Mavrodaphne of Patras dessert wine – Achaia Clauss (Greece)

Mavrodaphne of Patras dessert wine – Achaia Clauss, 15% ABV, (Greece)

My Notes:

  • My Rating: C+
  • Why I kinda like it: deep flavour
  • Where I got it: W. 16th
  • How much: $20 for a 750ml, Winter 2010
  • Do I love this enough to drink it again: No
  • Would I recommend this to wine afficianados: No

Tasting Notes: pour deep syrupy red, thick viscosity, velvety on the mouth. Tastes of prunes, red raisins, minor oak, 9/10 sweetness (too sweet for me). Not particularly complex – okay for a casual dinner party but not terribly wow.

La Trappe Tripel Trappist Ale – Brouwerij de koningshoeven, 8% ABV, (Netherlands)

On the side label

“Discover this speciality of “La Trappe Ale”, with its pleasant fullbodied taste. Taste the Silence.”

My Notes:

  • My Rating: B-
  • Why I like it: sweet caramel and full-bodied
  • Where I got it: St. Johns Liquor
  • How much: $10 for a 750ml, Oct/2011
  • Do I love this enough to drink it again: No
  • Would I recommend this to beer afficianados: Yes

Tasting Notes: pours light copper brown, smallish thick head, tons and tons of CO2 streams, sticky lacing. A bit of malt on the nose. 8/10 quite sweet caramel malts up front, 7/10 bitter mids, fruity fig element, lingering bitter malted finish. Halfway through the bottle, the sweetness level becomes too aggressive and somewhat unenjoyable. Medium complexity, medium-high depth, long length, great carry, minor sweetness imbalance, soft tingly carbonation. The flavour of the alcohol is quite apparent in the mids and distracts from the smoothness of the experience.

## Problem to solve
In one to three sentences, explain why the La Trappe Tripel becomes somewhat unenjoyable halfway through the bottle, according to the tasting notes. The material below has nothing to do with these tasting notes.

Location identification items:
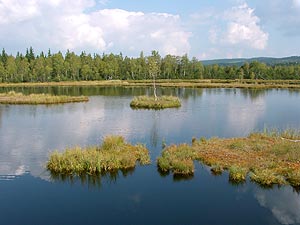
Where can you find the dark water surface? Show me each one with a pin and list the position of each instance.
(29, 195)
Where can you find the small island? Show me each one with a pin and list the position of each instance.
(267, 158)
(148, 102)
(114, 154)
(36, 99)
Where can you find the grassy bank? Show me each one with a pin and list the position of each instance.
(149, 102)
(268, 159)
(197, 83)
(35, 99)
(113, 154)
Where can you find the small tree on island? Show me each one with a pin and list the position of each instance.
(154, 69)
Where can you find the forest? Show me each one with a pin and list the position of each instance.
(46, 67)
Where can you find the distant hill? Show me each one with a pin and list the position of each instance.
(267, 60)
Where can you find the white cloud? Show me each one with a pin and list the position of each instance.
(75, 25)
(243, 28)
(296, 3)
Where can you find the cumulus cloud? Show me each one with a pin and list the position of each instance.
(243, 28)
(76, 25)
(282, 15)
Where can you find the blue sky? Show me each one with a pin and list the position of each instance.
(206, 29)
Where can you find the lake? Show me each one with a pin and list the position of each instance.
(30, 195)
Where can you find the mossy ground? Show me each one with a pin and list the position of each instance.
(267, 158)
(148, 102)
(35, 99)
(196, 83)
(113, 154)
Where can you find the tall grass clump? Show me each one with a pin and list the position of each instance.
(35, 99)
(113, 154)
(270, 157)
(178, 159)
(148, 102)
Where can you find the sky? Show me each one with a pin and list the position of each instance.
(206, 29)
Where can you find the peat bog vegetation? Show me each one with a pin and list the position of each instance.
(149, 102)
(268, 158)
(114, 154)
(35, 99)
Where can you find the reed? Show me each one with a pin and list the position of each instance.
(200, 83)
(113, 154)
(268, 157)
(35, 99)
(146, 102)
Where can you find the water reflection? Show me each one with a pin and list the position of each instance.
(94, 181)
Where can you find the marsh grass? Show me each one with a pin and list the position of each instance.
(148, 102)
(113, 154)
(267, 158)
(200, 83)
(177, 159)
(35, 99)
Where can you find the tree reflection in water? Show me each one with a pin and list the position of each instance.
(92, 180)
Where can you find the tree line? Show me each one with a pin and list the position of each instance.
(42, 67)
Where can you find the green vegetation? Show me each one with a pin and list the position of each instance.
(145, 102)
(195, 83)
(113, 154)
(269, 158)
(178, 159)
(34, 99)
(56, 67)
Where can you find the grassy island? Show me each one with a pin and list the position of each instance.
(148, 102)
(267, 158)
(113, 154)
(35, 99)
(194, 83)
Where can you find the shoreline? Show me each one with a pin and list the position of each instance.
(250, 84)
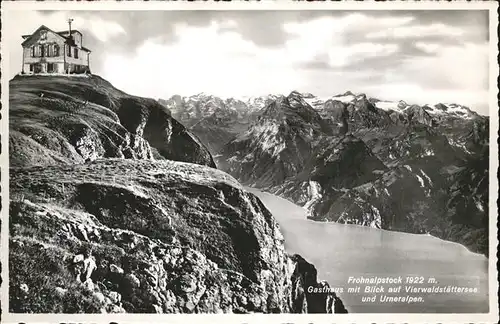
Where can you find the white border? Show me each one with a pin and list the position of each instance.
(491, 317)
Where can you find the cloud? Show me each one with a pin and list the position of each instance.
(417, 31)
(205, 59)
(429, 48)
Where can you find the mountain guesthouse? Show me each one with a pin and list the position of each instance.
(47, 51)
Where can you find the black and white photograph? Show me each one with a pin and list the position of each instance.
(276, 161)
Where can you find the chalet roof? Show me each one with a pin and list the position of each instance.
(69, 39)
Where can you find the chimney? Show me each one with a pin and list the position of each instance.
(69, 22)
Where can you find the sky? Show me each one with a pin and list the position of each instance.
(418, 56)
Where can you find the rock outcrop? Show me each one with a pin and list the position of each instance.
(168, 237)
(61, 119)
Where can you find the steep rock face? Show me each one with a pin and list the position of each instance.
(61, 119)
(168, 237)
(219, 128)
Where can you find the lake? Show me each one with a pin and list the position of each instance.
(422, 261)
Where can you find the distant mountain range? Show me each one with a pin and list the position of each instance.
(353, 159)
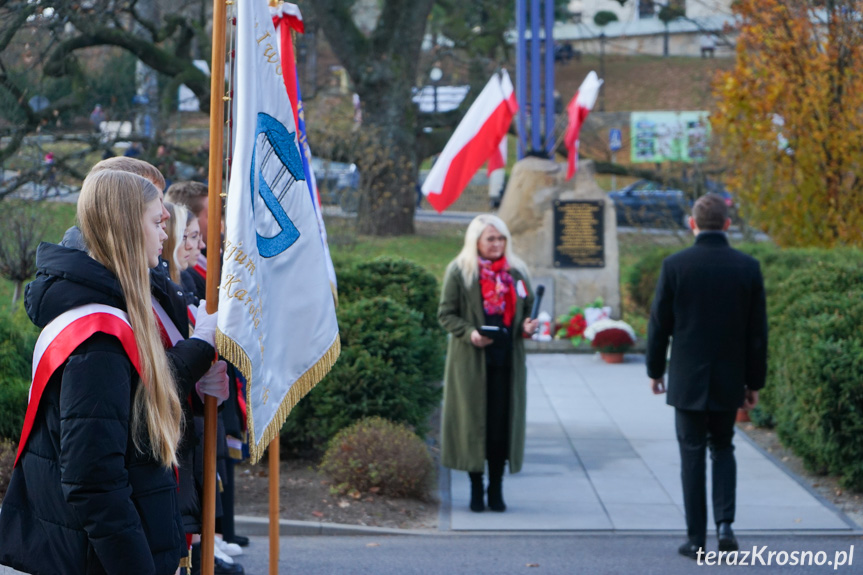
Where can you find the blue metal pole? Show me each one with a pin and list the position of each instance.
(535, 106)
(549, 76)
(521, 75)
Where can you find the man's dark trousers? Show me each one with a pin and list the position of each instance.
(696, 431)
(710, 300)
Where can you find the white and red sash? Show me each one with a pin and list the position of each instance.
(168, 332)
(60, 338)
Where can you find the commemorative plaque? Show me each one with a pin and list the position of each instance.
(578, 234)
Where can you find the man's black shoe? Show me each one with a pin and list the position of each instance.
(727, 540)
(690, 549)
(240, 540)
(223, 568)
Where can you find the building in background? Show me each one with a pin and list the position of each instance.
(640, 31)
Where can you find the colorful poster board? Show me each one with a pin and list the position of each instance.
(669, 136)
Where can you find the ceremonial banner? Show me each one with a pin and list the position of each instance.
(277, 320)
(287, 17)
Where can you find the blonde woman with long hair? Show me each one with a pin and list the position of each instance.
(485, 306)
(94, 488)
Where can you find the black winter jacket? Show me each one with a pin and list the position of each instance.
(83, 499)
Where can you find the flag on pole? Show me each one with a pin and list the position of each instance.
(475, 139)
(287, 17)
(277, 320)
(577, 110)
(497, 160)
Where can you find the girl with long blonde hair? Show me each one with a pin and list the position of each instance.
(94, 488)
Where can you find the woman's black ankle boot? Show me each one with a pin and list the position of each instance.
(495, 487)
(476, 492)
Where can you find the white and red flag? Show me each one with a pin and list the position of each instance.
(578, 109)
(277, 318)
(474, 141)
(497, 160)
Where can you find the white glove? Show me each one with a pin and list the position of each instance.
(205, 324)
(214, 382)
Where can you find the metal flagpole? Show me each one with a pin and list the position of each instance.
(214, 242)
(273, 455)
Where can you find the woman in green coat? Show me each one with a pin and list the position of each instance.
(486, 286)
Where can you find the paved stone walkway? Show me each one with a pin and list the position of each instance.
(601, 455)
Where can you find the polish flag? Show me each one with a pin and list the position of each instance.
(577, 110)
(474, 141)
(497, 160)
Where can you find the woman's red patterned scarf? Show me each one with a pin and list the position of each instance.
(498, 291)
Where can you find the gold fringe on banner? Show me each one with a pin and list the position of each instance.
(231, 351)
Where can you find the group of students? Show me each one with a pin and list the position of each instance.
(108, 475)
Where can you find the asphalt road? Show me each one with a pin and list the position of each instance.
(536, 554)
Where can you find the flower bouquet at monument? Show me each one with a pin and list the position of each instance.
(611, 338)
(572, 325)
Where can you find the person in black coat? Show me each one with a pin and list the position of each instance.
(710, 300)
(94, 490)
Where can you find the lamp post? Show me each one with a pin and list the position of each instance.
(435, 74)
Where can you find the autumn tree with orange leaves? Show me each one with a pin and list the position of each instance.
(789, 117)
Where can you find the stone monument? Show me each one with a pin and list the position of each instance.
(566, 232)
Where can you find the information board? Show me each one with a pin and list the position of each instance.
(579, 238)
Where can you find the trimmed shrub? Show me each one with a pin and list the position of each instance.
(788, 298)
(643, 277)
(399, 279)
(390, 366)
(375, 452)
(814, 393)
(17, 339)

## Task solution
By the halfway point, the beer's sweetness becomes too aggressive, and that makes it somewhat unenjoyable.